/---
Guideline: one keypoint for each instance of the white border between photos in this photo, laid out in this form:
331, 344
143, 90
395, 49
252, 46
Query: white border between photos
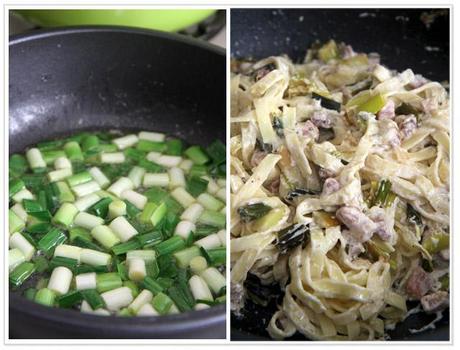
197, 344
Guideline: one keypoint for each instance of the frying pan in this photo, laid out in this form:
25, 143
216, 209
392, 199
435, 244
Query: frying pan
87, 78
402, 40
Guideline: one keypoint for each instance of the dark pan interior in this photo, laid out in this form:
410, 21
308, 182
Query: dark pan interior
93, 78
402, 40
74, 79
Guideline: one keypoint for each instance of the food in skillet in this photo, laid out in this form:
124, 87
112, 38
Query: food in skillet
131, 225
340, 193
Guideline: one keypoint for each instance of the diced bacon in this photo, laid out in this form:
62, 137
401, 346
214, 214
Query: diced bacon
388, 111
378, 215
330, 185
325, 173
435, 302
361, 227
408, 126
257, 157
308, 129
418, 81
322, 119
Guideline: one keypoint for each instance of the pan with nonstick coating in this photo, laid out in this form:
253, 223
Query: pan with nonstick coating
403, 41
101, 78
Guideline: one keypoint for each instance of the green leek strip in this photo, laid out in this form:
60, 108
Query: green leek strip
149, 239
71, 264
53, 238
198, 170
45, 297
21, 273
196, 185
184, 256
174, 147
133, 286
108, 281
123, 248
89, 268
51, 155
15, 223
78, 179
64, 192
372, 105
162, 303
150, 284
100, 208
93, 298
73, 151
212, 218
30, 293
15, 186
216, 257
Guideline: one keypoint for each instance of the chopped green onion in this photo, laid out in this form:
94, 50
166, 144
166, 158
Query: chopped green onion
171, 245
196, 154
21, 273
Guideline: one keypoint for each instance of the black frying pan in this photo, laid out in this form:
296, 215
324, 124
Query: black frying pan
93, 78
402, 40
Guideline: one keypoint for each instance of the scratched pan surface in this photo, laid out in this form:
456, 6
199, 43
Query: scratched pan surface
402, 40
75, 79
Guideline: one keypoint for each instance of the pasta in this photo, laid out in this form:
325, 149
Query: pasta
339, 192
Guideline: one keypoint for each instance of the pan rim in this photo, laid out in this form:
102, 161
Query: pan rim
52, 32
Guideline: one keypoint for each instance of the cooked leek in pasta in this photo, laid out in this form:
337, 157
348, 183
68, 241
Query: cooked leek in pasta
339, 192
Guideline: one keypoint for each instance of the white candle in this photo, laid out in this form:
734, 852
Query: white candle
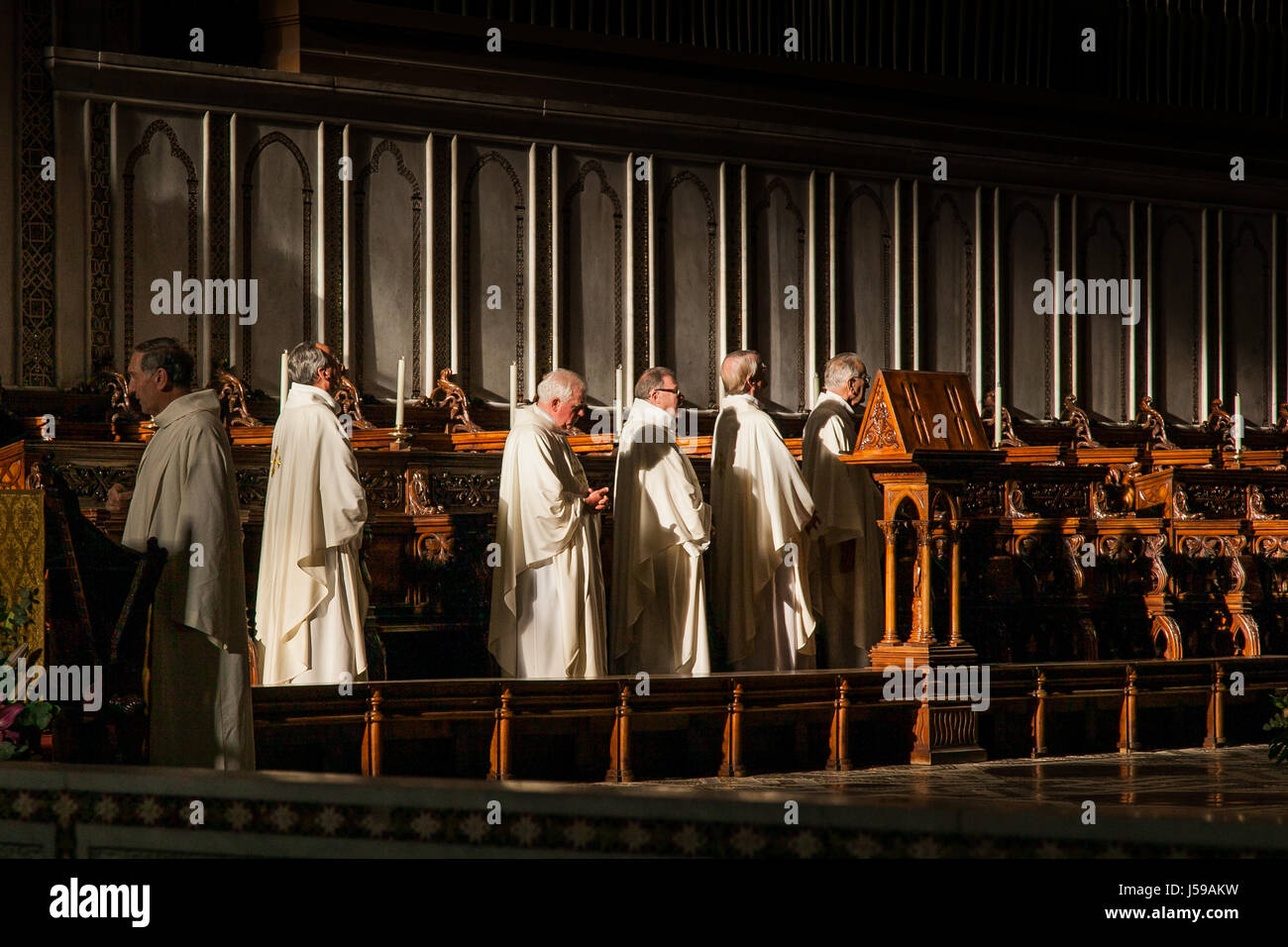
514, 390
618, 399
1237, 423
997, 416
402, 380
281, 403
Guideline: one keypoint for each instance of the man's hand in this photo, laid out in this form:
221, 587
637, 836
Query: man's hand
119, 497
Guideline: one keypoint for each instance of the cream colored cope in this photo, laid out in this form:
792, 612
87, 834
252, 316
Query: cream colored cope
661, 525
185, 496
312, 599
760, 548
845, 560
548, 591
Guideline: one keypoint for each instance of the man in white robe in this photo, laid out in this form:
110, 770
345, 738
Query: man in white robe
661, 526
845, 564
310, 598
548, 591
185, 496
763, 513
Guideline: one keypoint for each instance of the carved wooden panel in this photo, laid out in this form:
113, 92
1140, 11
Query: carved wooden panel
947, 274
493, 231
1176, 313
1102, 254
687, 275
778, 286
1028, 344
864, 263
592, 270
387, 289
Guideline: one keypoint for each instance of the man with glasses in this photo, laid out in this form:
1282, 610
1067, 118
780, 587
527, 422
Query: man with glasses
661, 525
845, 562
763, 513
548, 591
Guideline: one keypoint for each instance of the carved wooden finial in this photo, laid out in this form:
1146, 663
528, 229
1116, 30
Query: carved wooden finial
451, 395
1080, 420
1009, 438
1220, 423
232, 398
1151, 421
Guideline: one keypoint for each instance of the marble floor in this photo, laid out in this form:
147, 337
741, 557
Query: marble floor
1237, 784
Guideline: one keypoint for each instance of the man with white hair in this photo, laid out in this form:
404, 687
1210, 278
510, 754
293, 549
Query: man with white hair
661, 525
845, 561
312, 599
548, 591
763, 514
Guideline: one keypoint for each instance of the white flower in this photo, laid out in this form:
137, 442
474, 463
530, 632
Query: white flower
329, 819
25, 805
283, 817
64, 808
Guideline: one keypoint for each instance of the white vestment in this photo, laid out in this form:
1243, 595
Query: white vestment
760, 562
312, 599
845, 564
661, 525
185, 496
548, 591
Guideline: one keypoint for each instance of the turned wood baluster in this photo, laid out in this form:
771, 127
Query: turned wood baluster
890, 527
501, 740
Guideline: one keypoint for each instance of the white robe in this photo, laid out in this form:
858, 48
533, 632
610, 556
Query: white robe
760, 562
661, 526
548, 591
184, 495
848, 501
310, 598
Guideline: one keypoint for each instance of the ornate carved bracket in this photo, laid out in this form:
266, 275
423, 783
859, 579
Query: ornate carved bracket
451, 395
1009, 438
1153, 423
232, 398
1076, 416
1222, 424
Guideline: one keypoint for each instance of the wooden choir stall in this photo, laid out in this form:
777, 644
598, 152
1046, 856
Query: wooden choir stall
1111, 578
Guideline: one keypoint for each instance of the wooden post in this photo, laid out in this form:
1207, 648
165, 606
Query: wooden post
890, 528
500, 751
732, 762
373, 737
619, 744
1039, 716
838, 745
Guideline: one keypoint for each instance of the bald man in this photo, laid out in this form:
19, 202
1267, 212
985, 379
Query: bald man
763, 512
548, 591
845, 564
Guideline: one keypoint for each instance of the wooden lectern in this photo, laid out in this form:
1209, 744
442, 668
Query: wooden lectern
919, 437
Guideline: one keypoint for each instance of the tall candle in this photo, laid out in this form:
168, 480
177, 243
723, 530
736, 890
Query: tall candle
997, 416
402, 381
281, 403
1237, 423
514, 390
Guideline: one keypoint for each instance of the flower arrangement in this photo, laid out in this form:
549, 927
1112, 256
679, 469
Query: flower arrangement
21, 722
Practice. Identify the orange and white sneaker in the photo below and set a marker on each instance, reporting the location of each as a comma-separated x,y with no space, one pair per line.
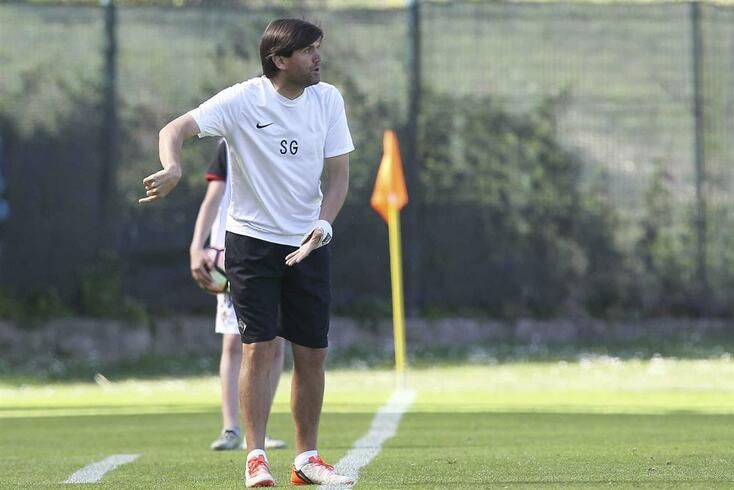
316,472
257,473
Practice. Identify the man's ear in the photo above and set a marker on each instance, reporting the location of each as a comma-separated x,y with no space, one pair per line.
280,62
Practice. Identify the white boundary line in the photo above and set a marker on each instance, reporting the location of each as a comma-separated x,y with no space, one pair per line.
94,472
383,427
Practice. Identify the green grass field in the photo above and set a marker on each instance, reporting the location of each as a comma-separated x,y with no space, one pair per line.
598,422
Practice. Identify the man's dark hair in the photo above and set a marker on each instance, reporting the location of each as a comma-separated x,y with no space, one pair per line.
282,37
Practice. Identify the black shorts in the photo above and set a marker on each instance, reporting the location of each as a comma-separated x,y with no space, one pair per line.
272,299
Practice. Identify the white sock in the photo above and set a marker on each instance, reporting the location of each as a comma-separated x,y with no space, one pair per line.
302,458
255,453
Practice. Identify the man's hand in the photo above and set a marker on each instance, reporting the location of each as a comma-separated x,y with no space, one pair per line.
\---
_Given problem:_ Repeat the listing in full and exactly. Leave any pictures out.

_Answer for this exercise:_
Guideline: one keypoint for each instance of the white border between photos in this photo, laid out in this form:
331, 344
143, 90
395, 49
252, 46
Query: white border between photos
197, 344
Guideline: one keypoint for each instance of the frying pan in this photo, laid out in this form:
25, 143
216, 209
392, 199
435, 244
Query: frying pan
87, 78
402, 40
Guideline: one keypoint for each instance of the dark pan interior in this photo, laid out in this form:
410, 21
308, 182
Query: dark pan interior
93, 78
402, 40
74, 79
Guideline: one keypoint for each instance of the food in skillet in this photo, laid out in this form:
124, 87
112, 38
Query: food in skillet
131, 225
340, 193
Guideline: one keypoint for each instance of the diced bacon in this photo, laid out in this form:
62, 137
401, 346
214, 214
Query: diced bacon
388, 111
378, 215
330, 185
325, 173
435, 302
361, 227
408, 126
257, 157
308, 129
418, 81
322, 119
Guideline: one keypoint for each instance of the pan with nonstick coating in this photo, laid out in this form:
253, 223
Query: pan with nonstick coating
403, 41
101, 78
Guideline: one keypoint for each instance of the green leek strip in this photo, laid out in this form:
60, 108
Query: green leek strip
149, 239
71, 264
53, 238
198, 170
45, 297
21, 273
196, 185
184, 256
174, 147
133, 286
108, 281
123, 248
89, 268
51, 155
15, 223
78, 179
64, 192
372, 105
162, 303
150, 284
100, 208
93, 298
73, 151
212, 218
30, 293
15, 186
216, 257
Guideline: one keypoint for each instance of the chopped green onion in this photo, laid out in this form:
94, 50
166, 144
166, 158
Query: chopped green onion
171, 245
196, 154
21, 273
Guideline: one keypoint for each instance of the black frying pan in this photo, laid out in this form:
296, 215
324, 124
Query: black frying pan
93, 78
402, 40
Guideline: one keypoint for each instance of the scratched pan surface in this photo, laid out in this form:
456, 6
199, 43
Query: scratched pan surface
402, 40
75, 79
Guideline: one keypoint for each instance of the pasta in this photo, laid out in this form:
325, 149
Query: pasta
339, 192
Guideline: one keypoint for each instance of the pan rim in this photo, laid out in this form:
102, 161
Query: pan rim
52, 32
Guideline: one keypoint for each instance of the cooked leek in pasta in this photo, laid out in this form:
337, 157
348, 183
68, 241
Query: cooked leek in pasta
339, 192
Guideline: one keypoint for each instance of the white candle in this photo, laid out in this form:
734, 852
Query: white candle
514, 390
618, 399
1237, 423
997, 416
402, 380
281, 403
Guideline: one keypoint for each instance of the man's hand in this photo, laid out in this form:
221, 587
637, 836
Query: man's hand
119, 497
Guideline: one keypoint for each instance of the cream colored cope in this photo, laid out in this form:
792, 612
87, 834
252, 316
Query: cream colored cope
661, 525
185, 496
312, 599
760, 548
845, 560
548, 591
Guideline: one keypoint for each instance of the man in white robe in this photo, laid out in this form:
110, 770
345, 738
Query: man in white robe
661, 526
845, 564
310, 598
548, 591
185, 496
763, 513
Guideline: one keypoint for each instance of the carved wooden panel in this photo, laid out in this form:
113, 92
1140, 11
Query: carved wooden panel
947, 274
493, 231
1176, 313
1102, 254
687, 275
778, 286
1028, 344
864, 263
592, 270
387, 289
Guideline: one keypoint for each instance of the man with glasses in this photo, laid out in this form:
1282, 610
1067, 118
780, 587
527, 422
Query: man with glasses
661, 525
845, 562
763, 513
548, 591
Guideline: one keypoint for each instance of the carved wooden finial in this photo, laid out in this form:
1146, 663
528, 229
1116, 30
Query: carved wooden finial
451, 395
1080, 420
1009, 438
1220, 423
232, 398
1151, 421
Guideline: one keypoint for each instance of the marble floor in this photo, laid out in this form:
147, 337
741, 557
Query: marble floor
1237, 784
Guideline: one keypoint for each instance of the man with white hair in this photo, laid out in this form:
404, 687
1210, 278
510, 754
293, 549
Query: man with white hair
661, 525
845, 561
312, 599
548, 591
763, 514
Guideline: one keypoint for each instance of the white flower in this photo, laid out in this form:
137, 442
474, 463
530, 632
Query: white flower
329, 819
25, 805
283, 817
64, 808
Guideline: one keypoint for each instance of the white vestment in this photo, laid out in this form:
1243, 595
Query: white vestment
760, 562
312, 599
845, 564
661, 525
185, 496
548, 591
Guideline: one keypoint for each instance of the turned wood baluster in this photo, laid out in this form:
771, 127
Query: turned wood baluster
890, 527
501, 740
Guideline: one keypoint for each instance of the white robe in this photo, laid out in this form:
858, 48
533, 632
610, 556
Query: white robe
760, 562
661, 526
548, 591
184, 495
848, 501
310, 598
Guideline: one keypoint for each instance of the ornate carved bracket in this photo, laid out in this form:
266, 275
423, 783
859, 579
Query: ornate carved bracket
451, 395
1009, 438
1153, 423
232, 398
1076, 416
1222, 424
Guideline: one keypoint for each instance of the wooden choir stall in this photo, laid out in this form:
777, 644
598, 152
1046, 856
Query: wooden choir stall
1111, 578
Guideline: one keypoint for each instance of the wooden post in this photo, laid out in this form:
1207, 648
165, 606
Query: wooden post
890, 528
500, 751
732, 762
373, 737
619, 744
1039, 716
838, 745
Guideline: one keypoint for each instance of the bald man in this photo, laid out in this form:
19, 202
1267, 212
985, 379
Query: bald man
763, 512
548, 591
845, 564
Guideline: one keypoint for each instance of the wooden lectern in this photo, laid out in this form:
1209, 744
442, 668
Query: wooden lectern
919, 437
Guideline: one keypoint for each instance of the tall candle in this photo, laid out in this form:
168, 480
177, 243
723, 530
736, 890
Query: tall candle
997, 416
402, 381
281, 403
1237, 423
514, 390
Guideline: one keypoint for each instance of the flower arrangement in this photo, laid out in this form:
549, 927
1112, 256
679, 469
Query: flower arrangement
21, 722
Practice. Identify the orange and white sneaker in the photo below and set a marker on each instance, reporting the location of each as a comma-separated x,y with no space, one pair per line.
316,472
257,473
Practice. Identify the man's ear in the photo above and set a marker on each instance, reporting the location of each as a comma-separated x,y with no space, one pair per line.
280,62
Practice. Identify the white boundary line in the photo above and set a marker on each instance, reporting the location of each as a comma-separated x,y with no space, one pair per line.
94,472
383,427
Practice. Identify the green grass field in the photo above and set a marker on each instance, reporting the location of each as a comma-separated x,y with no space, one pair per line.
598,422
Practice. Identify the man's dark hair in the photo above and set a marker on each instance, reporting the location of each as a comma-separated x,y with no space, one pair per line.
282,37
Practice. Identify the black shorts in the photo above and set a marker on each instance, reporting the location of each as a comma-separated x,y with no space, one pair per line.
272,299
Practice. Identify the white sock in the photo above and set a marker on each instance, reporting the location of each as a comma-separated x,y with no space, one pair per line.
302,458
255,453
Practice. Identify the man's hand in the photo above and set a marker on each instance, reporting the location of each as a comma-separated x,y with no space, one pair per line.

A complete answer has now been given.